▶ **YOUR GOAL**
Please rewrite the records below as a two-column CSV with the columns "prompt" and "points", one row per record. Put each record's text and its answer in one quoted field each, replace line breaks with spaces, and leave out the pictures.
(begin)
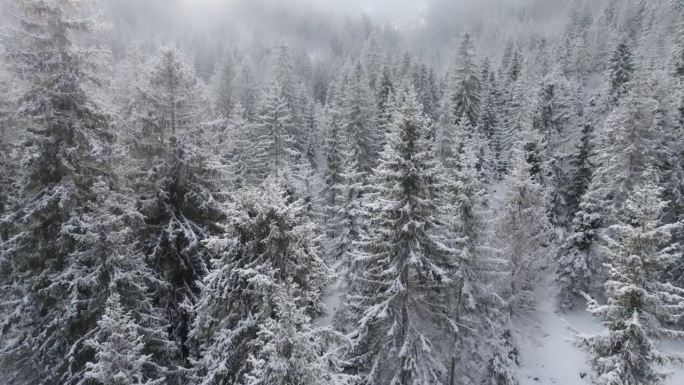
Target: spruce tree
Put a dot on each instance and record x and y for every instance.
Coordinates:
(403, 269)
(620, 70)
(292, 351)
(524, 234)
(268, 248)
(359, 118)
(464, 87)
(640, 306)
(275, 148)
(119, 357)
(46, 314)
(end)
▶ **WRITTEN RESPONSE**
prompt,points
"Target: spruce tree Put a dot on each instance and record x and y for every instance. Coordinates:","(403, 269) (620, 70) (292, 351) (524, 234) (268, 248) (359, 118) (464, 87) (640, 306) (275, 148) (119, 357) (46, 314)"